INSTRUCTIONS >>
(a) Print the entry in Block 1, the one about marking the dancer with a raised arm, line for line with nothing changed, but omit the picture.
(b) Proceed with the forum post about the XenApp 5.0 farm that becomes unresponsive, starting right after its last line.

TEXT TO READ >>
XenApp 5.0 Farm running on Windows Server 2008 becomes unresponsive, in the Citrix XenApp / Presentation Server forum on BrianMadden.com
Brian Madden Logo
Your independent source for desktop virtualization, consumerization, and enterprise mobility management.

XenApp 5.0 Farm running on Windows Server 2008 becomes unresponsive, in the Citrix XenApp / Presentation Server forum on BrianMadden.com

rated by 0 users
Answered (Not Verified) This post has 0 verified answers | 468 Replies | 73 Followers

Not Ranked
Points 965
Onno van den Berg posted on Fri, Jun 19 2009 6:06 AM

Hi,

We are encountering some strange problems with a XenApp 5.0 farm that runs on Windows Server 2008 SP2. The farm consist out of 2 XenApp 5.0 servers with a single server that hosts the web interface. Underneath the OS we run VMware ESX 3.5 update 4. Usually everything runs ok but's the performance is very bad. The XenApp servers have 2 vCPU's and 4GB memory. We use roaming profile with folder redirection for some folders.

WE publish the desktop to our users so we installed all application on the 2 servers en use NTFS permissions for application access.

The problems:
- Performance is not ok. When users are typing in Word (Office 2007) or other applications the characters will display with some latency, not always it happens sometimes.

- One server becomes unresponsive. Application that are allready started work very slow. New application which are started from the Start Menu won't appear. After some minutes the server goes further and all application will appear. It looks like the server is sleeping for a while. When that happens the System log shows the following errors:

7011 - A timeout (30000 miliseconds) was reached while waiting for a transaction response from the RasMan service.

EXERCISE INPUT >>
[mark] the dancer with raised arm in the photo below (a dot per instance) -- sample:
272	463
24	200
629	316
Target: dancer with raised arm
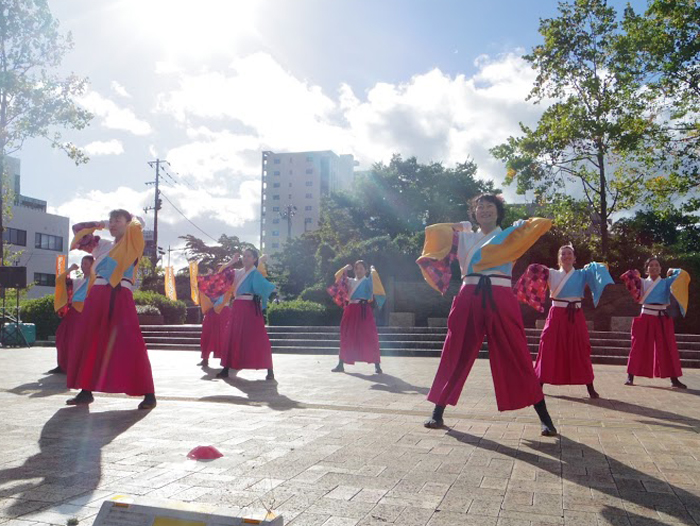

RESULTS FOR THE EXERCISE >>
(a)
[mark] the dancer with raised arm in the photo below (a dot per instance) -- sample:
272	463
24	200
629	316
Target: dancer with raised arm

(b)
7011 - A timeout (30000 miliseconds) was reached while waiting for a transaction response from the NlaSvc service.
7011 - A timeout (30000 miliseconds) was reached while waiting for a transaction response from the CryptSvc service.
10010 - The server {AAC1009F-AB33-48F9-9A21-7F5B88426A2E} did not register with DCOM within the required timeout.

Kind regards,

Onno van den Berg

  • | Post Points: 812

All Replies

Top 100 Contributor
Points 2,634
Mowens replied on Fri, Jun 19 2009 8:09 AM

How does task manager look?

  • | Post Points: 35
Top 10 Contributor
Points 24,600
Alan Osborne replied on Fri, Jun 19 2009 2:13 PM

Hi,

There are too many tweaks and best practices for running Citrix VMs to go over here, so instead I'll point you to some good references on the topic:

http://virtualfuture.info/2009/03/citrix-xenapp-on-vmware-esx-1-or-2-vcpu/

http://knmi.wordpress.com/best-practices-for-deploying-citrix-on-esx/

http://virtualfuture.info/2008/07/citrix-on-vi3x-recommendations/

http://virtualfuture.info/2008/10/more-xenapp-45-on-vmware-recommendations/

http://viops.vmware.com/home/docs/DOC-1226;jsessionid=F48BFEB860FA403B1BEEFBE828963B5F

Critical points:

- Don't P2V. Also, if you migrated from VMWare Server to ESX, make sure the default setting of having debugging enable has been turned OFF. Look under Options -> General -> Debugging and Statistics - should be set to "Run normally". This can cause brutal performance problems.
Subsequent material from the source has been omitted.